==== TEXTO PARA LEITURA
|
Texto Anterior | Próximo Texto | Índice
Outro mito sobre a Previdência
EDUARDO FAGNANI
A tese da generosidade da nossa Previdência é mais um mito. Com base nos dados apresentados, podemos tirar conclusões diferentes
SEGUNDO ESTUDO recente realizado pelo Ipea (Instituto de Pesquisa Econômica Aplicada), o
Brasil é o campeão mundial no quesito "generosidade" do sistema de Previdência Social. O estudo compara as
regras para a concessão das aposentadorias programadas no Brasil, de um
lado, e, de outro, os critérios adotados
em 22 países. E conclui: "O Brasil é o
que possui regras menos restritivas
para a concessão de aposentadorias
programadas".
A tese da generosidade é mais um
mito. Com base nos dados apresentados, podemos tirar conclusões diferentes: o Brasil adota regras semelhantes aos países desenvolvidos; essa
equivalência, num dramático contexto socioeconômico, nos coloca longe
do topo do ranking mundial.
========
==== INFORMAÇÕES FORNECIDAS
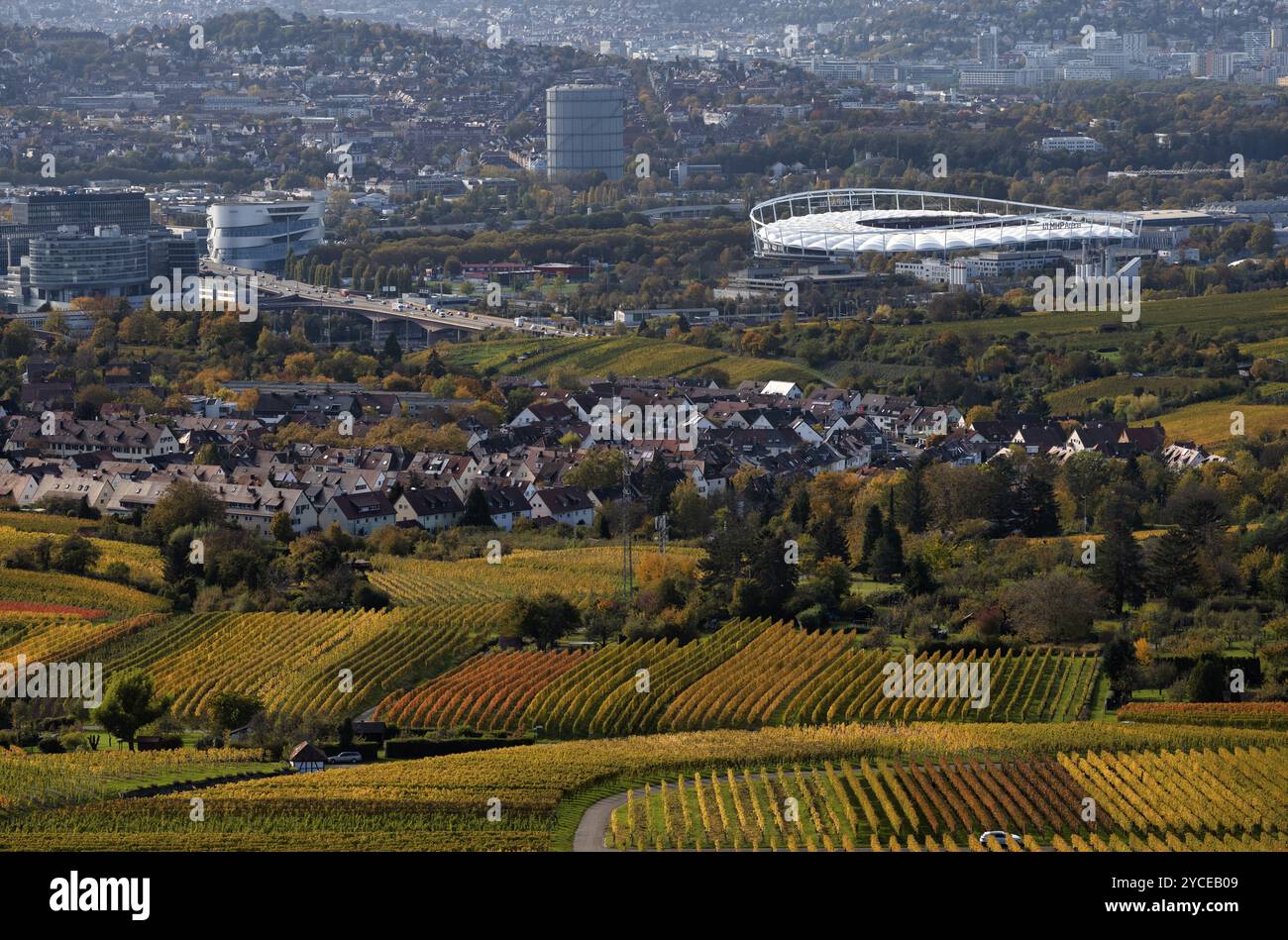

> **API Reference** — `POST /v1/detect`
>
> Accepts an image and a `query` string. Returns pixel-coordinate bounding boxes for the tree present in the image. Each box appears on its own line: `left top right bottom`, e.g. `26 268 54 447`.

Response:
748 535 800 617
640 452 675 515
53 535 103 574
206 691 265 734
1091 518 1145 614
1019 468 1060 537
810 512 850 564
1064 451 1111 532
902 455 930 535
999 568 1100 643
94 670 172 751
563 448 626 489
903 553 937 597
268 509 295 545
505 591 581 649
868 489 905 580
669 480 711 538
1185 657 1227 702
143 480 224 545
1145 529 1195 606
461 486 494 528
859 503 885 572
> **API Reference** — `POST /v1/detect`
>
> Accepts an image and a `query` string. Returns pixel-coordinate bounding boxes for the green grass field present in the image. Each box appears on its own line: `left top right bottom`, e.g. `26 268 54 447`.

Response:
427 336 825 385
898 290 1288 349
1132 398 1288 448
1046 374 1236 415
========
▸ O QUE SE PEDE
Dê continuidade ao artigo sobre a suposta generosidade da Previdência brasileira, começando logo após a última frase apresentada. O material provém de outra fonte.

▸ RESULTADO DA TAREFA
O principal argumento para justificar a tese da "generosidade" é falacioso: o Brasil não estabelece idade mínima para a aposentadoria.
Ora, a reforma da Previdência realizada em 1998 restringiu o legado da
Constituição Federal de 1988, criando duas alternativas: a) aposentadoria "por idade" -65 anos para homens e 60 anos para mulheres, além
da exigência de contribuição mínima
por 15 anos; e b) aposentadoria "por
tempo de contribuição" -35 (homens) ou 30 anos (mulheres). Nesse
caso, até que os contribuintes atinjam
60 ou 55 anos de idade, respectivamente, incide o "fator previdenciário", que avilta o valor do benefício,
amplia o período de contribuição e
posterga o início da inatividade. Observe-se que a taxa de incremento
anual das "aposentadorias por tempo
de contribuição" declinou de 10,2%
para 2,1% entre o período anterior à
introdução do fator e o posterior.
Considerando esse fato, as regras
brasileiras de aposentadoria "por idade" (65 e 60 anos) são mais exigentes
que as praticadas por alguns países
desenvolvidos. Alemanha, Bélgica,
França e Canadá exigem idade mínima de 60 anos para homens e mulheres. O mesmo se observa nos EUA
(62), na Suécia (61) e na Itália (57).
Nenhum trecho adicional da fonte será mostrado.